## Extract

Begin

Data preparation layer

In the second layer, collected data was prepared because raw data in real life comprises noise and redundant information. It increases the processing time and has a negative impact on model accuracy. The data must be clean and consistent before being fed into the machine learning model.

Data cleaning

The collected dataset comprises numerical values, special characters, and a uniform resource locator (URL). As some portion of the dataset was acquired from news channels websites using web scraper, the news contains special characters and other language words. To ensure data quality, it is critical to do various preprocessing stages. To create high-quality data, we reviewed it manually and removed any news that does not make sense. After this process dataset is tokenized. Tokenization is the process of separating all text by white space and removing noise such as numerical characters, special characters, and URLs. Punctuation in the text serves as a grammatical context and does not add much to the interpretation of a sentence. Commas, full stops, and other punctuation marks are used in the news, so finally punctuation has also been removed from the data.

End

## Written request 1
According to the data preparation extract, what does tokenization separate all text by?
## Written request 2
Please extract a passage from the data preparation extract word for word, beginning at the words "In the second" and stopping after "machine learning model.".
Rely only on the data preparation extract.

## Material provided
Begin

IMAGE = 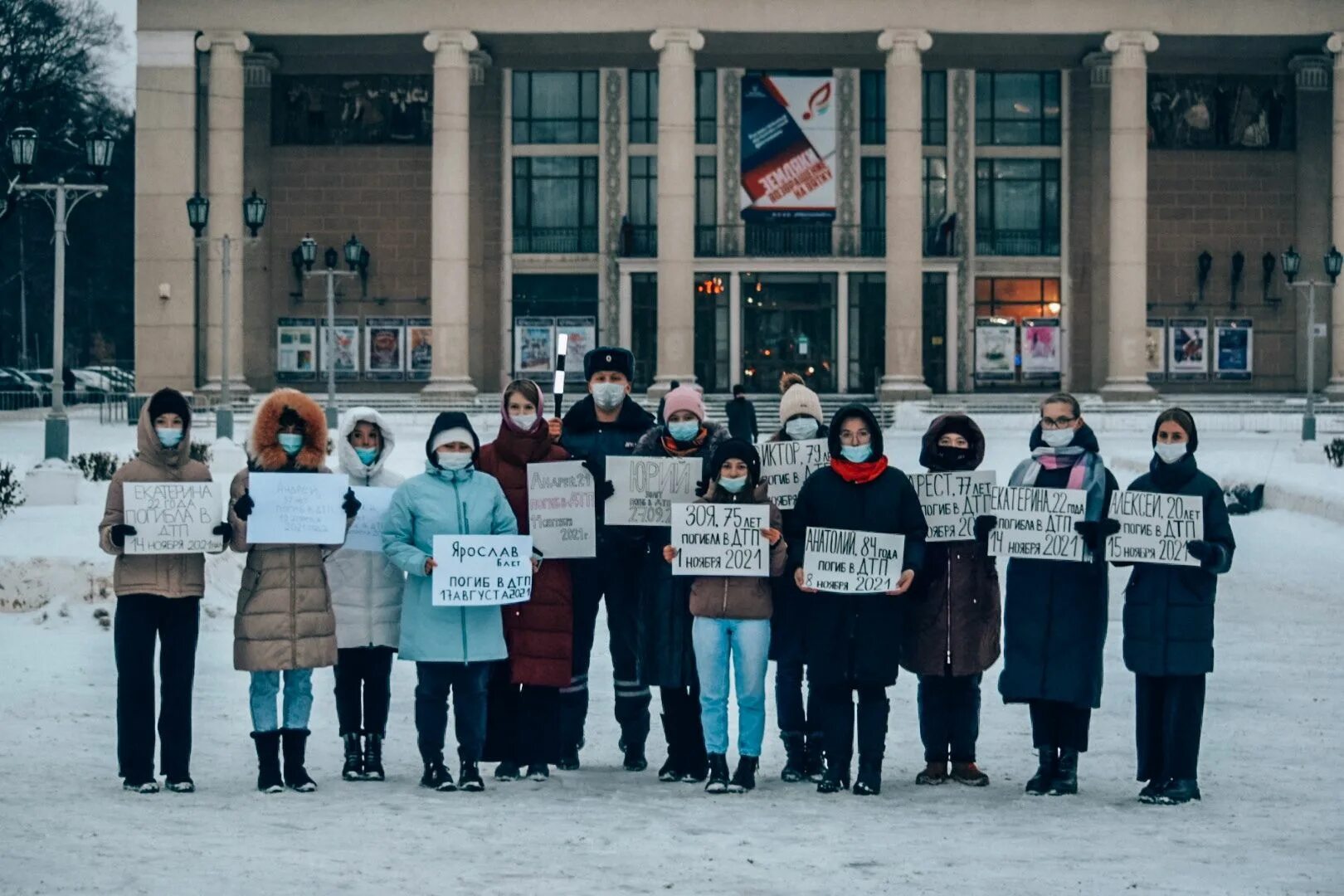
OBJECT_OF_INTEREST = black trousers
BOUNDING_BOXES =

End

## Worked answer 1
White space.

## Worked answer 2
In the second layer, collected data was prepared because raw data in real life comprises noise and redundant information. It increases the processing time and has a negative impact on model accuracy. The data must be clean and consistent before being fed into the machine learning model.